>> BEGIN

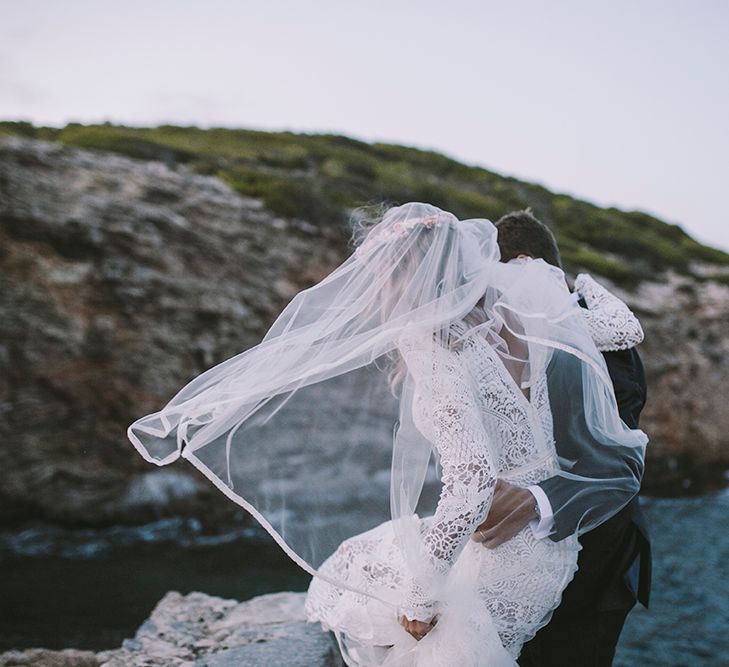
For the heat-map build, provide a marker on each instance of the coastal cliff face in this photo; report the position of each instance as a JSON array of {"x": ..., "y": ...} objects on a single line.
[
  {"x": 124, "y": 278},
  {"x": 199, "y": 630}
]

>> END

▶ _Task goal_: Could you write out the text of every item above word for word, leaving out the pictures?

▶ _Written solution_:
For the heat-map build, provide a marker on each instance of the coastal cliff face in this photo; report the position of each instance as a JSON array of {"x": ..., "y": ...} objects on a single line.
[
  {"x": 124, "y": 278},
  {"x": 199, "y": 630}
]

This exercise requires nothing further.